# Extract provided:
= = = = = = =

Michael Anthony performing live on stage
Photo: ArtBrom / Wikimedia Commons (CC BY-SA 2.0)

Michael Anthony is not trying to start rumors. He is trying to set a standard.

In a recent interview with Matt Spatz on Cleveland rock station WNCX, the former Van Halen bassist addressed the latest discussion around unreleased Van Halen recordings and what, if anything, should happen next. Anthony said he believes the strongest and most respectful approach would be to complete material as an instrumental tribute to Eddie Van Halen, rather than recasting the project around a new frontman and turning it into something that feels like a fresh band launch.

That distinction matters. For Van Halen fans, this is not just another legacy-catalog conversation. It is a debate about identity. The catalog is one of the most recognizable in hard rock, and every decision tied to unreleased music immediately raises a larger question: does this sound and feel like Van Halen, or does it sound like a separate project carrying a famous name?

Anthony, who has not been in Van Halen since 2006, made clear he is not involved in the current archival process. Still, his comments carry weight because he is part of the band’s core history and understands both eras of the group at a working level. His point on WNCX was not to close the door on future releases. It was to argue for a release strategy that protects the musical DNA fans associate with Eddie, Alex, and the broader Van Halen legacy.

= = = = = = =

# Supplied material:
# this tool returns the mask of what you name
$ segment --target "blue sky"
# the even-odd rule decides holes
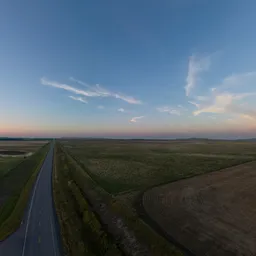
[[[256,136],[255,9],[1,1],[0,135]]]

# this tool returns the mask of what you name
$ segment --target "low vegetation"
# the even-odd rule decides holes
[[[49,144],[0,178],[0,240],[20,225],[34,181],[48,150]]]
[[[184,145],[197,154],[188,154]],[[216,144],[195,144],[192,150],[191,144],[184,142],[176,142],[173,146],[172,142],[161,144],[89,140],[76,144],[76,141],[71,141],[66,149],[100,186],[109,193],[117,194],[220,170],[256,157],[251,152],[245,155],[244,151],[239,156],[235,154],[236,151],[227,156],[231,150],[229,144],[226,151],[223,150],[225,146],[217,145],[220,152],[226,152],[226,155],[209,154],[211,147],[213,152],[217,151]]]
[[[21,161],[23,158],[0,157],[0,179]]]
[[[104,230],[76,181],[76,169],[59,146],[55,148],[54,199],[68,255],[121,255]]]
[[[122,219],[151,255],[183,253],[146,224],[151,223],[141,210],[144,191],[256,159],[256,145],[240,141],[70,140],[61,145],[84,172],[76,183],[83,195],[100,195],[105,207]]]

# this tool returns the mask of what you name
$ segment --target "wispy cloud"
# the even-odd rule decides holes
[[[50,81],[46,78],[41,78],[41,84],[49,85],[49,86],[52,86],[52,87],[55,87],[58,89],[63,89],[63,90],[72,92],[74,94],[83,95],[85,97],[112,97],[112,98],[116,98],[116,99],[121,99],[130,104],[142,104],[141,100],[137,100],[132,96],[127,96],[127,95],[124,95],[121,93],[110,92],[98,84],[96,84],[95,86],[90,86],[80,80],[76,80],[74,78],[70,78],[70,79],[73,82],[77,82],[80,85],[86,86],[89,90],[81,90],[81,89],[75,88],[73,86],[70,86],[68,84],[62,84],[62,83],[59,83],[56,81]]]
[[[171,114],[171,115],[177,115],[177,116],[180,116],[181,115],[181,112],[180,110],[178,109],[173,109],[171,107],[168,107],[168,106],[164,106],[164,107],[159,107],[157,108],[157,111],[161,112],[161,113],[168,113],[168,114]]]
[[[195,105],[197,110],[193,112],[195,116],[202,113],[215,113],[215,114],[232,114],[238,115],[242,118],[256,120],[256,110],[242,104],[244,99],[256,96],[255,89],[250,92],[241,92],[243,88],[254,88],[256,84],[256,72],[247,72],[243,74],[233,74],[223,79],[222,83],[215,89],[210,89],[210,96],[196,97],[195,101],[190,101]],[[233,93],[233,90],[238,87],[239,93]]]
[[[182,105],[178,105],[177,107],[169,107],[169,106],[158,107],[157,111],[161,113],[168,113],[171,115],[180,116],[184,111],[187,111],[187,109]]]
[[[207,71],[210,67],[210,56],[199,57],[192,55],[189,58],[188,74],[186,78],[185,92],[186,96],[190,96],[191,90],[196,86],[200,73]]]
[[[88,103],[85,99],[83,99],[82,97],[74,97],[74,96],[69,96],[70,99],[72,100],[77,100],[83,103]]]
[[[87,83],[85,83],[85,82],[83,82],[81,80],[77,80],[77,79],[75,79],[73,77],[70,77],[70,80],[73,81],[73,82],[76,82],[76,83],[78,83],[80,85],[86,86],[87,88],[89,88],[90,90],[98,93],[102,97],[113,97],[113,98],[116,98],[116,99],[121,99],[121,100],[126,101],[126,102],[128,102],[130,104],[142,104],[141,100],[137,100],[137,99],[135,99],[132,96],[127,96],[127,95],[124,95],[122,93],[111,92],[111,91],[103,88],[99,84],[91,86],[91,85],[88,85]]]
[[[140,119],[142,119],[142,118],[144,118],[144,116],[135,116],[135,117],[133,117],[133,118],[130,120],[130,122],[132,122],[132,123],[137,123],[138,120],[140,120]]]

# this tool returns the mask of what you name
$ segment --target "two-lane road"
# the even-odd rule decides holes
[[[52,195],[53,145],[35,182],[20,228],[0,243],[1,256],[60,256]]]

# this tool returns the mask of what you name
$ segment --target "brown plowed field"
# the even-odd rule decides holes
[[[155,187],[143,205],[195,255],[256,255],[256,162]]]

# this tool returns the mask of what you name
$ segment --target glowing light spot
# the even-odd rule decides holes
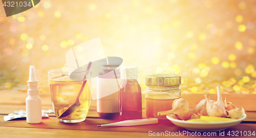
[[[175,57],[175,54],[173,53],[170,53],[168,54],[168,57],[170,59],[174,58]]]
[[[239,32],[244,32],[246,30],[246,27],[244,25],[240,25],[238,26],[238,31]]]
[[[245,9],[246,7],[246,5],[243,2],[240,3],[238,5],[238,7],[239,8],[239,9],[241,10],[244,10],[244,9]]]
[[[229,63],[229,66],[231,68],[235,68],[236,67],[237,67],[237,63],[236,63],[236,62],[231,62]]]
[[[168,25],[168,24],[164,24],[163,25],[163,26],[162,26],[162,29],[163,30],[168,30],[168,29],[169,29],[169,25]]]
[[[197,83],[197,84],[199,84],[201,83],[201,82],[202,82],[202,80],[199,78],[196,78],[195,81],[196,81],[196,83]]]
[[[73,39],[69,39],[69,40],[68,40],[68,43],[69,45],[73,45],[74,43],[75,43],[75,42]]]
[[[193,72],[195,74],[199,74],[200,72],[200,70],[197,67],[195,67],[193,70]]]
[[[11,55],[12,54],[12,50],[11,48],[7,48],[5,50],[5,53],[7,55]]]
[[[188,57],[189,57],[190,59],[193,59],[196,57],[196,54],[194,53],[189,53],[188,54]]]
[[[239,68],[237,68],[234,70],[234,73],[237,76],[240,76],[242,75],[242,71]]]
[[[252,64],[248,64],[245,68],[245,73],[249,74],[254,71],[254,67]]]
[[[231,61],[234,61],[237,58],[237,56],[234,54],[230,54],[228,55],[228,59]]]
[[[233,89],[234,90],[236,91],[238,91],[240,90],[240,87],[239,86],[236,85],[233,87]]]
[[[229,63],[227,61],[223,62],[221,65],[222,65],[222,67],[225,68],[227,68],[229,66]]]
[[[210,1],[206,1],[204,3],[204,5],[205,6],[205,7],[209,8],[212,6],[212,3]]]
[[[206,66],[206,65],[205,65],[205,63],[200,63],[198,65],[198,67],[199,67],[199,68],[203,68],[205,67]]]
[[[249,45],[250,45],[250,46],[254,47],[255,44],[256,44],[256,41],[255,41],[254,39],[250,39],[250,40],[249,40]]]
[[[112,15],[111,13],[110,12],[105,12],[104,13],[105,17],[106,18],[111,18]]]
[[[61,17],[61,13],[59,11],[56,11],[54,12],[54,16],[57,18]]]
[[[230,21],[226,22],[225,25],[226,25],[226,27],[227,29],[230,29],[233,26],[233,25],[232,25],[232,22],[231,22]]]
[[[133,5],[134,6],[138,6],[139,5],[139,2],[136,0],[133,1]]]
[[[200,40],[204,40],[206,37],[206,36],[204,33],[201,33],[198,36],[198,38],[199,38],[199,39]]]
[[[39,36],[39,38],[40,39],[41,39],[41,40],[43,41],[46,39],[46,36],[44,35],[41,35]]]
[[[191,49],[192,50],[196,50],[197,49],[197,45],[196,44],[193,44],[192,45],[191,45]]]
[[[6,82],[5,83],[5,87],[6,87],[7,89],[10,88],[11,86],[12,86],[12,85],[11,84],[11,83],[10,83],[9,82]]]
[[[254,49],[252,48],[248,48],[247,51],[249,54],[252,54],[254,53]]]
[[[28,51],[25,50],[22,52],[22,55],[24,57],[27,57],[29,56],[29,53]]]
[[[25,17],[24,16],[18,16],[18,20],[20,22],[24,21],[24,20],[25,20]]]
[[[182,84],[185,84],[187,82],[187,80],[185,79],[181,79],[181,83]]]
[[[248,76],[244,76],[244,77],[243,77],[243,81],[245,83],[248,82],[250,81],[250,78]]]
[[[251,75],[252,77],[253,78],[256,78],[256,71],[253,72],[251,74]]]
[[[48,9],[52,7],[52,4],[49,1],[45,1],[43,5],[44,8]]]
[[[42,11],[38,11],[37,12],[37,15],[40,17],[42,17],[45,16],[45,14]]]
[[[172,22],[172,26],[174,27],[178,27],[180,26],[180,21],[178,20],[174,20]]]
[[[218,58],[217,57],[213,57],[211,59],[211,62],[212,62],[212,63],[214,63],[215,64],[217,64],[219,63],[219,58]]]
[[[80,52],[83,51],[83,47],[81,45],[77,46],[77,50],[78,51],[80,51]]]
[[[172,50],[176,50],[177,48],[178,47],[175,44],[170,45],[170,49]]]
[[[238,15],[236,17],[236,20],[238,22],[241,22],[243,21],[243,16],[241,15]]]
[[[22,40],[24,41],[26,41],[27,38],[28,38],[28,35],[25,33],[23,33],[20,35],[20,39],[22,39]]]
[[[80,60],[84,60],[84,56],[83,55],[80,55],[78,56],[78,58]]]
[[[243,43],[242,43],[240,41],[237,41],[236,42],[234,47],[237,48],[237,49],[241,50],[243,48]]]
[[[186,36],[188,38],[191,38],[193,37],[194,34],[193,32],[191,31],[188,31],[186,33]]]
[[[205,70],[205,71],[206,71],[207,72],[209,72],[210,71],[210,67],[208,66],[206,66],[205,67],[204,67],[204,70]]]
[[[196,92],[198,90],[198,88],[197,87],[193,87],[191,88],[191,91],[192,91],[193,92]]]
[[[78,39],[82,39],[82,35],[81,33],[76,34],[76,37],[78,38]]]
[[[200,72],[200,74],[199,75],[202,77],[205,77],[208,75],[208,71],[205,70],[203,70]]]
[[[32,44],[29,43],[26,45],[26,48],[27,49],[30,50],[33,48],[33,45]]]
[[[228,80],[229,81],[231,82],[233,84],[233,83],[236,83],[237,82],[237,80],[234,79],[234,78],[231,78]]]
[[[213,25],[212,25],[212,24],[210,24],[208,25],[207,25],[207,29],[210,29],[210,28],[211,27],[212,27],[212,26],[213,26]]]
[[[95,4],[90,4],[89,5],[89,9],[91,11],[95,11],[97,9],[97,5]]]
[[[10,41],[9,41],[10,43],[10,44],[11,45],[14,45],[15,42],[15,39],[14,38],[11,38],[10,39]]]
[[[128,21],[128,20],[129,20],[129,17],[128,17],[127,15],[123,15],[123,16],[122,16],[122,20],[123,22],[126,22]]]
[[[42,47],[42,50],[43,51],[47,51],[48,50],[48,46],[46,44],[44,44]]]
[[[68,44],[69,44],[67,41],[63,41],[60,43],[60,47],[61,48],[65,48]]]
[[[31,43],[32,44],[34,44],[34,39],[32,37],[28,37],[27,39],[27,42]]]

= = = = = = =

# What the task asks:
Rewrite the passage of the article on Michael Anthony starting at "Michael Anthony is" and ending at "fresh band launch.", with "frontman" replaced by "lead singer". The rows have no connection to the article on Michael Anthony.

# Output of the task:
Michael Anthony is not trying to start rumors. He is trying to set a standard.

In a recent interview with Matt Spatz on Cleveland rock station WNCX, the former Van Halen bassist addressed the latest discussion around unreleased Van Halen recordings and what, if anything, should happen next. Anthony said he believes the strongest and most respectful approach would be to complete material as an instrumental tribute to Eddie Van Halen, rather than recasting the project around a new lead singer and turning it into something that feels like a fresh band launch.